Records shown:
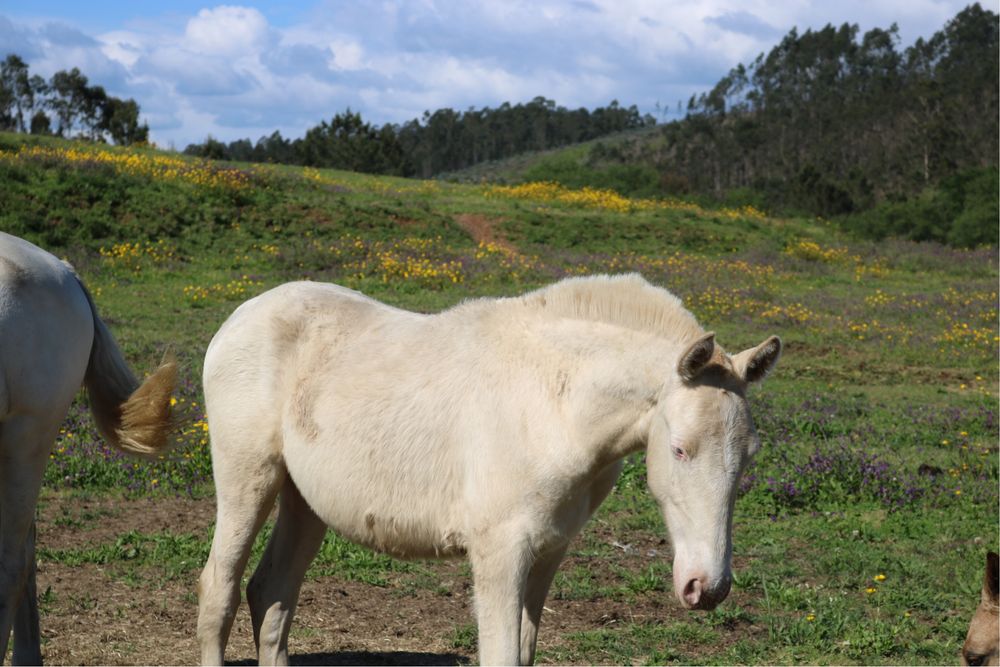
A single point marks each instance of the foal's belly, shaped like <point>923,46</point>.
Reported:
<point>398,516</point>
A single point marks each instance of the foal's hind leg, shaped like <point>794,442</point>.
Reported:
<point>537,589</point>
<point>246,483</point>
<point>274,588</point>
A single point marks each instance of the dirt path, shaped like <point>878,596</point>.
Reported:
<point>116,613</point>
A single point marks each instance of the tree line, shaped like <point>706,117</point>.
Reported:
<point>65,105</point>
<point>442,141</point>
<point>831,122</point>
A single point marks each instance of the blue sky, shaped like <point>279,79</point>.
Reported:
<point>247,68</point>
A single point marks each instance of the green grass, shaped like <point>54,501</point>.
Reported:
<point>879,425</point>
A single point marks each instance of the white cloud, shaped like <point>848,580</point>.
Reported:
<point>226,31</point>
<point>226,70</point>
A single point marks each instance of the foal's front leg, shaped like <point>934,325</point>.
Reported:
<point>500,569</point>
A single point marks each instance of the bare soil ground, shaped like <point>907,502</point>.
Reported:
<point>102,614</point>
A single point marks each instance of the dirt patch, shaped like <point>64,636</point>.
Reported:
<point>483,229</point>
<point>117,614</point>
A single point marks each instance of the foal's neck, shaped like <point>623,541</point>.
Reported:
<point>619,388</point>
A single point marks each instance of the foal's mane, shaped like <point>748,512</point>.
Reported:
<point>624,300</point>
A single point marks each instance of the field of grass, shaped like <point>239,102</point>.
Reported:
<point>859,536</point>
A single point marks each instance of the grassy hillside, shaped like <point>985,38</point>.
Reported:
<point>860,533</point>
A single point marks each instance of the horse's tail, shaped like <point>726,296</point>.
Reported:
<point>133,417</point>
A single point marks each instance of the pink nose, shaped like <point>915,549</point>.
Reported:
<point>692,593</point>
<point>697,593</point>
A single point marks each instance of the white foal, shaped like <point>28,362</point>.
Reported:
<point>51,342</point>
<point>493,430</point>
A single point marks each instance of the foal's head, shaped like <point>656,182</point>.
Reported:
<point>699,444</point>
<point>981,643</point>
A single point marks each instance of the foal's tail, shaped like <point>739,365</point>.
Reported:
<point>133,417</point>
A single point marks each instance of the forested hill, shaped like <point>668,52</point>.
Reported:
<point>832,122</point>
<point>445,140</point>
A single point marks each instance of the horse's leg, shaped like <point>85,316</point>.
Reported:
<point>274,587</point>
<point>27,637</point>
<point>500,565</point>
<point>537,589</point>
<point>24,446</point>
<point>246,483</point>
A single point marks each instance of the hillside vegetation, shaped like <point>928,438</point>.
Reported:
<point>891,142</point>
<point>863,521</point>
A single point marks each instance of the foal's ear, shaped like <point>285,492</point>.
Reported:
<point>754,364</point>
<point>991,582</point>
<point>696,357</point>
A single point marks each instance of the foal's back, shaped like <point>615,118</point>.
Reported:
<point>344,390</point>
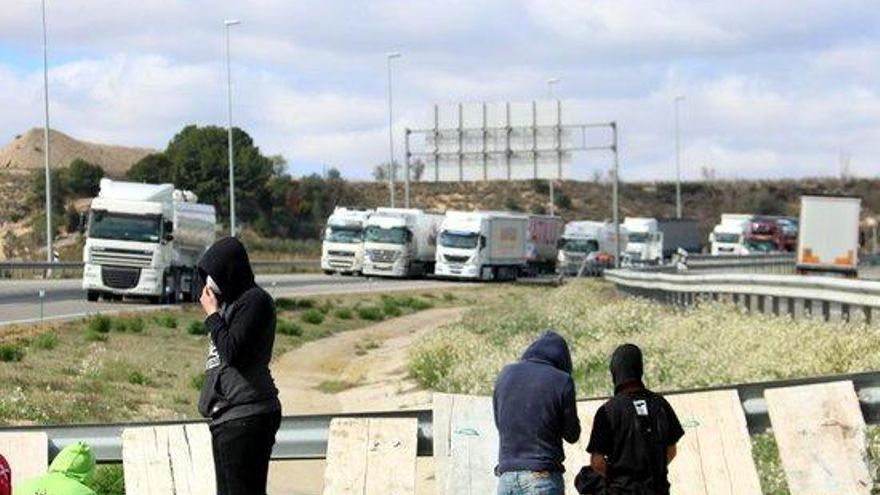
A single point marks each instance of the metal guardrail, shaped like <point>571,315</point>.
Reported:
<point>799,293</point>
<point>305,437</point>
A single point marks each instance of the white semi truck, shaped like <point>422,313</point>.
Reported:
<point>343,248</point>
<point>144,240</point>
<point>728,238</point>
<point>483,245</point>
<point>644,241</point>
<point>829,234</point>
<point>588,245</point>
<point>400,242</point>
<point>542,244</point>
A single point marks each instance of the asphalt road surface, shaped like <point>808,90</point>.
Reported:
<point>20,300</point>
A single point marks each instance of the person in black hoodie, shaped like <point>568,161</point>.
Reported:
<point>534,406</point>
<point>239,394</point>
<point>634,435</point>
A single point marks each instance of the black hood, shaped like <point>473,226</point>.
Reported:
<point>626,366</point>
<point>226,261</point>
<point>550,348</point>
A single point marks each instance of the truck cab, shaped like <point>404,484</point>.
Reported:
<point>342,250</point>
<point>644,241</point>
<point>400,242</point>
<point>144,240</point>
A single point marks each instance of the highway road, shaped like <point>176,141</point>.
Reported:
<point>64,299</point>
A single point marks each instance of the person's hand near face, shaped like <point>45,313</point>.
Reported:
<point>209,301</point>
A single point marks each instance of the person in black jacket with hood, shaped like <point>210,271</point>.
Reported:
<point>534,406</point>
<point>239,394</point>
<point>634,435</point>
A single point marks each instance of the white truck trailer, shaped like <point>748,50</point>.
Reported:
<point>144,240</point>
<point>588,245</point>
<point>728,238</point>
<point>645,241</point>
<point>542,243</point>
<point>400,242</point>
<point>482,245</point>
<point>829,234</point>
<point>343,248</point>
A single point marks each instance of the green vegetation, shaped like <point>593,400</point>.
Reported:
<point>713,345</point>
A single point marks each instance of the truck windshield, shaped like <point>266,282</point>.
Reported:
<point>580,246</point>
<point>639,237</point>
<point>394,235</point>
<point>762,246</point>
<point>345,235</point>
<point>459,240</point>
<point>727,238</point>
<point>119,226</point>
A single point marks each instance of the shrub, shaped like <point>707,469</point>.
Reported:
<point>167,321</point>
<point>287,327</point>
<point>137,378</point>
<point>343,314</point>
<point>100,324</point>
<point>371,313</point>
<point>93,336</point>
<point>196,328</point>
<point>313,316</point>
<point>46,341</point>
<point>11,353</point>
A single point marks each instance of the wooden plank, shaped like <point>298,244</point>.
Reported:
<point>821,436</point>
<point>715,455</point>
<point>465,445</point>
<point>26,452</point>
<point>576,455</point>
<point>168,459</point>
<point>371,456</point>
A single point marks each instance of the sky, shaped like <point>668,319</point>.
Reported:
<point>771,88</point>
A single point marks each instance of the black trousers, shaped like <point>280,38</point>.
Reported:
<point>242,448</point>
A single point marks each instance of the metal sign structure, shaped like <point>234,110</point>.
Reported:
<point>504,141</point>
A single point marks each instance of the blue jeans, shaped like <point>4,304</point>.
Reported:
<point>531,483</point>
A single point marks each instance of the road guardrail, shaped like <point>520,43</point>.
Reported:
<point>305,437</point>
<point>795,295</point>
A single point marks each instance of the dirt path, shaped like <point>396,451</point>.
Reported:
<point>368,368</point>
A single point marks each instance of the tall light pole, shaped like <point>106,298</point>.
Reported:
<point>550,83</point>
<point>388,58</point>
<point>678,100</point>
<point>229,23</point>
<point>50,256</point>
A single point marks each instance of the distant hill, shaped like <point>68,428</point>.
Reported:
<point>25,153</point>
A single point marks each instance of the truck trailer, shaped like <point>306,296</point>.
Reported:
<point>342,250</point>
<point>482,245</point>
<point>400,242</point>
<point>829,235</point>
<point>144,240</point>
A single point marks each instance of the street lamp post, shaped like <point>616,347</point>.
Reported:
<point>678,100</point>
<point>391,173</point>
<point>229,23</point>
<point>550,83</point>
<point>50,256</point>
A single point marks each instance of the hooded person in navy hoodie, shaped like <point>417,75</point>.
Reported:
<point>535,410</point>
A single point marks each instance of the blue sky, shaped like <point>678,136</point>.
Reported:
<point>773,88</point>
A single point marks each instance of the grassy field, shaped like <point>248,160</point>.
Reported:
<point>711,345</point>
<point>150,366</point>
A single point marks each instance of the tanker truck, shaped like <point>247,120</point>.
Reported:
<point>143,240</point>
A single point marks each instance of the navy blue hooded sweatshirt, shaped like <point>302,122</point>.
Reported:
<point>534,405</point>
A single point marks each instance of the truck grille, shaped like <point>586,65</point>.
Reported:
<point>382,256</point>
<point>344,254</point>
<point>119,277</point>
<point>121,257</point>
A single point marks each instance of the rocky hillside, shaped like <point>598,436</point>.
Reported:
<point>25,153</point>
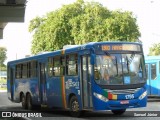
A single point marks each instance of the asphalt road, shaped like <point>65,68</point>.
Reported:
<point>152,109</point>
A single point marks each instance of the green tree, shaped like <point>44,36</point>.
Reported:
<point>3,56</point>
<point>79,23</point>
<point>155,49</point>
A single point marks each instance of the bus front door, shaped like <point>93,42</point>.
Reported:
<point>152,80</point>
<point>86,81</point>
<point>42,83</point>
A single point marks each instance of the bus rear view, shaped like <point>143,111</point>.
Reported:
<point>119,77</point>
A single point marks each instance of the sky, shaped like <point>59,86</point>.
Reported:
<point>17,39</point>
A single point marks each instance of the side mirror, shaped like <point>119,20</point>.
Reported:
<point>92,60</point>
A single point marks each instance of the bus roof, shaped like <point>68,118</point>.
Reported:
<point>68,50</point>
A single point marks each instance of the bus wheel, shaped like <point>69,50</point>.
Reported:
<point>24,104</point>
<point>74,107</point>
<point>118,112</point>
<point>29,102</point>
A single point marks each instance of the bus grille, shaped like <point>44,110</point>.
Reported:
<point>124,91</point>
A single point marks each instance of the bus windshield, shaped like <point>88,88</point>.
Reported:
<point>119,69</point>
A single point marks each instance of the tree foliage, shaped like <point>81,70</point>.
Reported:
<point>3,55</point>
<point>79,23</point>
<point>155,49</point>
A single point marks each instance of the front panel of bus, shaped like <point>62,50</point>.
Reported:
<point>119,77</point>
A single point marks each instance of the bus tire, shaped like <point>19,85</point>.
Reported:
<point>29,102</point>
<point>74,107</point>
<point>118,112</point>
<point>24,104</point>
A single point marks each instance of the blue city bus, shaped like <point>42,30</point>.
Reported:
<point>95,76</point>
<point>153,75</point>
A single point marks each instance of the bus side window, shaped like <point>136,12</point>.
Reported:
<point>72,64</point>
<point>33,68</point>
<point>18,71</point>
<point>153,71</point>
<point>56,66</point>
<point>62,68</point>
<point>159,66</point>
<point>24,70</point>
<point>50,66</point>
<point>97,74</point>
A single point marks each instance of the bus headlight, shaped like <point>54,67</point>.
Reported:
<point>101,97</point>
<point>143,95</point>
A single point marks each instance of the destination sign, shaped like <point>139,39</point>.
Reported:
<point>121,47</point>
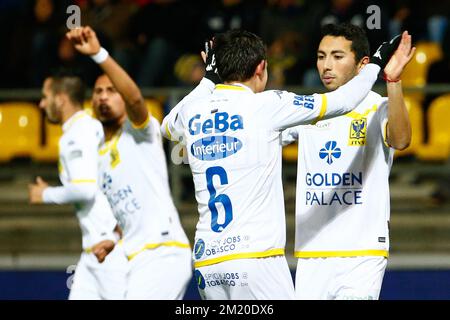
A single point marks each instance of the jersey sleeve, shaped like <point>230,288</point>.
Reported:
<point>288,109</point>
<point>143,132</point>
<point>382,114</point>
<point>172,127</point>
<point>79,157</point>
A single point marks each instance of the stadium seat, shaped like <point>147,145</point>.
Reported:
<point>20,130</point>
<point>416,118</point>
<point>415,73</point>
<point>87,106</point>
<point>50,151</point>
<point>155,108</point>
<point>438,146</point>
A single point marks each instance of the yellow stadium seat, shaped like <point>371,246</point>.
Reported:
<point>438,146</point>
<point>156,109</point>
<point>415,73</point>
<point>50,151</point>
<point>416,118</point>
<point>87,106</point>
<point>290,152</point>
<point>20,130</point>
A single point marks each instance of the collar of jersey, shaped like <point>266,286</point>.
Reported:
<point>76,116</point>
<point>356,115</point>
<point>233,87</point>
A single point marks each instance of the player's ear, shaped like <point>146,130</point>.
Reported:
<point>365,60</point>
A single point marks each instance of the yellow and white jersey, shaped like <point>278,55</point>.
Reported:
<point>133,175</point>
<point>233,141</point>
<point>78,172</point>
<point>342,202</point>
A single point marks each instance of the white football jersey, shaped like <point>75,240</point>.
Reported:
<point>78,167</point>
<point>134,178</point>
<point>342,202</point>
<point>233,141</point>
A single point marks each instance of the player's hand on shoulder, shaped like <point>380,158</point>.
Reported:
<point>102,249</point>
<point>84,40</point>
<point>209,57</point>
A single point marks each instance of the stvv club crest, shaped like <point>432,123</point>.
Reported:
<point>358,129</point>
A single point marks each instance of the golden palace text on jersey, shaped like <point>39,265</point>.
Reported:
<point>342,204</point>
<point>233,141</point>
<point>78,171</point>
<point>133,175</point>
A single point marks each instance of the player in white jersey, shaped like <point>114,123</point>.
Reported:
<point>342,202</point>
<point>134,178</point>
<point>233,141</point>
<point>62,99</point>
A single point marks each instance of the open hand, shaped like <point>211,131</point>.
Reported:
<point>400,58</point>
<point>84,40</point>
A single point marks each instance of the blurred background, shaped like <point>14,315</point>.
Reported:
<point>158,43</point>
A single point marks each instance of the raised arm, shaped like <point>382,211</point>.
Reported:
<point>86,42</point>
<point>297,109</point>
<point>171,127</point>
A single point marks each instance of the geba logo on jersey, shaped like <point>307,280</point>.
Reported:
<point>216,146</point>
<point>330,151</point>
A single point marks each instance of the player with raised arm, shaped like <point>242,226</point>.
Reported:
<point>62,99</point>
<point>342,202</point>
<point>133,175</point>
<point>233,140</point>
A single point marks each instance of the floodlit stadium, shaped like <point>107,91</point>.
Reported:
<point>40,244</point>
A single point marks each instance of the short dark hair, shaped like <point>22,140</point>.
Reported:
<point>70,84</point>
<point>238,53</point>
<point>360,43</point>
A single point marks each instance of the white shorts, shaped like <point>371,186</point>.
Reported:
<point>163,273</point>
<point>354,278</point>
<point>100,281</point>
<point>246,279</point>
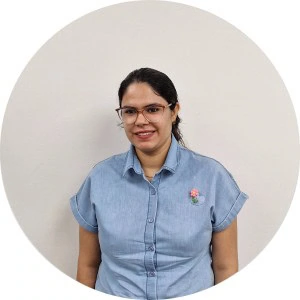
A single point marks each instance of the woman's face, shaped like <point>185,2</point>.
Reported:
<point>148,137</point>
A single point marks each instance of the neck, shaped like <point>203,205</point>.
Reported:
<point>151,162</point>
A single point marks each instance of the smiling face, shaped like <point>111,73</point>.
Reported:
<point>150,138</point>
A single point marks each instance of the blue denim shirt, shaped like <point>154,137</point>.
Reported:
<point>155,237</point>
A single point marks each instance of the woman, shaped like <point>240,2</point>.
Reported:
<point>158,221</point>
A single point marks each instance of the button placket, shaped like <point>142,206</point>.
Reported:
<point>150,243</point>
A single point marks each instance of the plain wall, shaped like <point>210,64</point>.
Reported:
<point>60,119</point>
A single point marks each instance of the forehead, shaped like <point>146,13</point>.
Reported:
<point>141,94</point>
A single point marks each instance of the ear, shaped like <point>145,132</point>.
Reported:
<point>175,112</point>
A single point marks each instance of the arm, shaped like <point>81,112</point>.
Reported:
<point>89,257</point>
<point>225,253</point>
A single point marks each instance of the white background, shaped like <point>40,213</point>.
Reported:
<point>26,26</point>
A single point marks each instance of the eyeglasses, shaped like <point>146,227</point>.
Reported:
<point>152,113</point>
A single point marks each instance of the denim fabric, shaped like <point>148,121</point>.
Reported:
<point>155,240</point>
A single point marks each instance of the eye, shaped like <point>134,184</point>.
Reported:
<point>153,109</point>
<point>128,111</point>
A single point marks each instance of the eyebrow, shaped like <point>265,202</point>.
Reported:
<point>152,104</point>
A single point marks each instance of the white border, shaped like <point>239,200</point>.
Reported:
<point>26,25</point>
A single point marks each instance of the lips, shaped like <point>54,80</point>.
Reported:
<point>144,133</point>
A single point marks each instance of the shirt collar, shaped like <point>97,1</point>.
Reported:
<point>170,164</point>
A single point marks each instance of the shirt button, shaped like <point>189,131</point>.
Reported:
<point>151,248</point>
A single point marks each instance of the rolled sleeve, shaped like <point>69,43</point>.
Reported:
<point>228,202</point>
<point>83,208</point>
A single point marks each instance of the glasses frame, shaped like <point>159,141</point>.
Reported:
<point>142,112</point>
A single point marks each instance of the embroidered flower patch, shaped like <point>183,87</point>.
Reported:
<point>196,199</point>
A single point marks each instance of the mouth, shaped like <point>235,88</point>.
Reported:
<point>145,134</point>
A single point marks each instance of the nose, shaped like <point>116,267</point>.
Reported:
<point>140,119</point>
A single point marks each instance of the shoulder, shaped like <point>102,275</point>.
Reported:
<point>112,163</point>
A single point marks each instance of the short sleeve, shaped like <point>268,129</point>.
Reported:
<point>228,200</point>
<point>83,209</point>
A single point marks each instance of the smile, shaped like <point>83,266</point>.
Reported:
<point>145,133</point>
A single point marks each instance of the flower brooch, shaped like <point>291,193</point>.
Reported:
<point>196,199</point>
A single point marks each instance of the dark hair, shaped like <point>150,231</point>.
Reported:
<point>161,85</point>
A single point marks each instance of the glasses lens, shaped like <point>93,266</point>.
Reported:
<point>153,113</point>
<point>128,115</point>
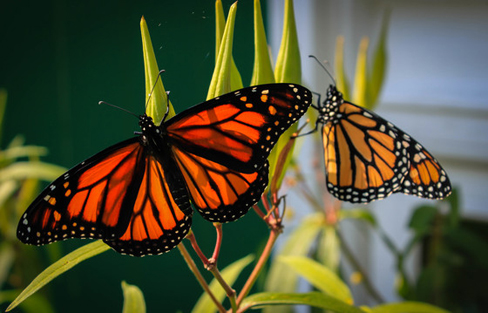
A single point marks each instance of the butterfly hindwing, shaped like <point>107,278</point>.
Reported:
<point>109,197</point>
<point>219,193</point>
<point>368,158</point>
<point>161,216</point>
<point>239,129</point>
<point>84,202</point>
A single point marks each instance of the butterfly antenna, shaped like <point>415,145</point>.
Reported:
<point>154,87</point>
<point>323,66</point>
<point>117,107</point>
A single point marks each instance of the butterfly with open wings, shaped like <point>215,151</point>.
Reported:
<point>136,194</point>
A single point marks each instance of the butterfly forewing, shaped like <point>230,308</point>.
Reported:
<point>221,194</point>
<point>239,129</point>
<point>161,216</point>
<point>92,200</point>
<point>367,158</point>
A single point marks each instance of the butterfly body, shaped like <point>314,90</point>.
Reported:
<point>368,158</point>
<point>137,195</point>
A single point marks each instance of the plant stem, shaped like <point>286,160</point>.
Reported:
<point>193,267</point>
<point>231,293</point>
<point>198,251</point>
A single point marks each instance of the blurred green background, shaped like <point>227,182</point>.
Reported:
<point>57,60</point>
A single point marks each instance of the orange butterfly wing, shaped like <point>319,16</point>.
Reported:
<point>240,128</point>
<point>222,145</point>
<point>108,196</point>
<point>368,158</point>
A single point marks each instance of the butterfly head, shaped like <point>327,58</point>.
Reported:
<point>329,108</point>
<point>149,129</point>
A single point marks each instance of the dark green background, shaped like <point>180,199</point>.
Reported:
<point>57,60</point>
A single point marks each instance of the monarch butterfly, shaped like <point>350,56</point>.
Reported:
<point>136,194</point>
<point>368,158</point>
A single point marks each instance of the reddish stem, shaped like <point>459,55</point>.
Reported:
<point>206,262</point>
<point>218,243</point>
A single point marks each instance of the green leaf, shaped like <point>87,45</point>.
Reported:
<point>235,76</point>
<point>380,60</point>
<point>3,105</point>
<point>262,71</point>
<point>360,96</point>
<point>342,82</point>
<point>359,214</point>
<point>58,268</point>
<point>422,219</point>
<point>454,213</point>
<point>319,276</point>
<point>24,170</point>
<point>221,82</point>
<point>7,190</point>
<point>299,242</point>
<point>133,299</point>
<point>328,248</point>
<point>7,257</point>
<point>230,274</point>
<point>315,299</point>
<point>156,97</point>
<point>288,66</point>
<point>13,153</point>
<point>35,304</point>
<point>288,70</point>
<point>407,307</point>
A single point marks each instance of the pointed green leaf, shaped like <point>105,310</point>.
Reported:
<point>235,76</point>
<point>133,299</point>
<point>288,66</point>
<point>288,70</point>
<point>230,275</point>
<point>156,97</point>
<point>359,96</point>
<point>342,82</point>
<point>221,82</point>
<point>407,307</point>
<point>319,276</point>
<point>299,242</point>
<point>58,268</point>
<point>23,170</point>
<point>380,60</point>
<point>315,299</point>
<point>262,71</point>
<point>454,213</point>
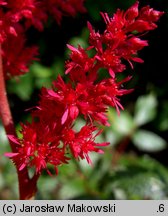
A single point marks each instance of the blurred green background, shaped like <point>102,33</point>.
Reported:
<point>135,165</point>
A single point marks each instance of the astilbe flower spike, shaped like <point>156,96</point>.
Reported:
<point>51,136</point>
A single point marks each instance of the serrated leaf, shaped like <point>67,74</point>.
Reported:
<point>145,109</point>
<point>148,141</point>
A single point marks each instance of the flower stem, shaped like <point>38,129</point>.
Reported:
<point>27,186</point>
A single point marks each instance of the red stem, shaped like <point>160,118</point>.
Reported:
<point>27,186</point>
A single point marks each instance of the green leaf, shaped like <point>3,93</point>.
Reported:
<point>145,109</point>
<point>122,124</point>
<point>23,87</point>
<point>148,141</point>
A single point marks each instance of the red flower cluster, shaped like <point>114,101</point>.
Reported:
<point>16,17</point>
<point>51,136</point>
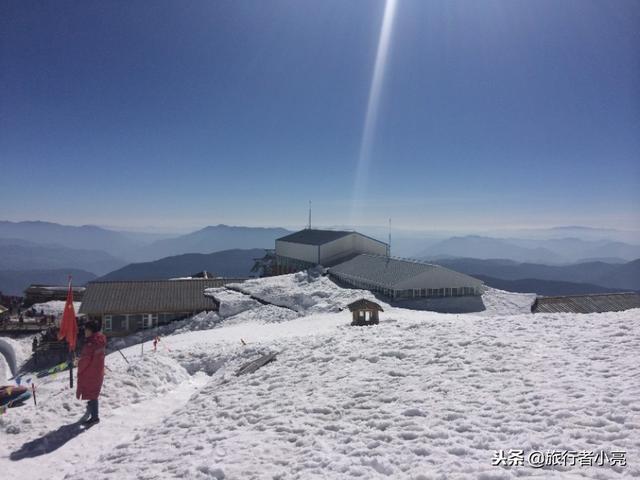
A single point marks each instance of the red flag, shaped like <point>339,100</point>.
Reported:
<point>69,326</point>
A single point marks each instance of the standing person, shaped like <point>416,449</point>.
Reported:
<point>91,371</point>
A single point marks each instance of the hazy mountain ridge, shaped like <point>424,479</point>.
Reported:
<point>546,251</point>
<point>545,287</point>
<point>17,254</point>
<point>214,239</point>
<point>14,282</point>
<point>614,276</point>
<point>227,263</point>
<point>86,237</point>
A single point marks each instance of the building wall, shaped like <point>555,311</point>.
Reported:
<point>350,245</point>
<point>125,324</point>
<point>439,278</point>
<point>364,244</point>
<point>299,251</point>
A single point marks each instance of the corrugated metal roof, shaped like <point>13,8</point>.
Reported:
<point>364,304</point>
<point>149,296</point>
<point>389,272</point>
<point>597,303</point>
<point>314,237</point>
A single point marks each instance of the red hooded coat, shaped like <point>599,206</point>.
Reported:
<point>91,367</point>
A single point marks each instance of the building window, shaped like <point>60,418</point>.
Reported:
<point>149,320</point>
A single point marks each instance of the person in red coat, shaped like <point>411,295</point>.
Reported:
<point>91,371</point>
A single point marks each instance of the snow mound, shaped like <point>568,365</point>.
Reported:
<point>54,307</point>
<point>22,350</point>
<point>124,385</point>
<point>302,292</point>
<point>231,302</point>
<point>500,302</point>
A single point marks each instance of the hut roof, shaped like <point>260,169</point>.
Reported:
<point>314,237</point>
<point>152,296</point>
<point>609,302</point>
<point>364,304</point>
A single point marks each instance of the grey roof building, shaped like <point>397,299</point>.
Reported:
<point>596,303</point>
<point>400,278</point>
<point>127,306</point>
<point>310,247</point>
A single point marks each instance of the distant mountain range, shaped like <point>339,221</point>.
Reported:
<point>213,239</point>
<point>45,250</point>
<point>546,251</point>
<point>16,254</point>
<point>87,237</point>
<point>228,263</point>
<point>602,275</point>
<point>548,288</point>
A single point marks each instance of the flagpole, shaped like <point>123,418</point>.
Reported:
<point>70,357</point>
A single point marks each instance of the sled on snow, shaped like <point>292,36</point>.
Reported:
<point>254,365</point>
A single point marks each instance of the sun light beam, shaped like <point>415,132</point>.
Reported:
<point>375,90</point>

Written request: Reproduce the material verbatim, beginning at the line that contains "A single point marks each instance of the foal's ear, shaped" and stopping after the line that contains "<point>20,300</point>". Leave the pictures out of the reproduction.

Task output:
A single point marks each instance of the foal's ear, shaped like <point>285,492</point>.
Reported:
<point>754,364</point>
<point>991,582</point>
<point>696,357</point>
A single point marks each instance of the foal's back, shaped like <point>615,118</point>.
Reported:
<point>344,390</point>
A single point marks each instance of the metal guardrail, shaped like <point>571,315</point>.
Reported:
<point>799,293</point>
<point>305,437</point>
A single point marks each instance of the white semi truck, shaped like <point>422,313</point>.
Reported:
<point>343,248</point>
<point>144,240</point>
<point>728,238</point>
<point>483,245</point>
<point>644,241</point>
<point>829,234</point>
<point>588,245</point>
<point>400,242</point>
<point>542,244</point>
A single point marks each instance of the asphalt road surface, shaped like <point>808,90</point>.
Reported:
<point>20,300</point>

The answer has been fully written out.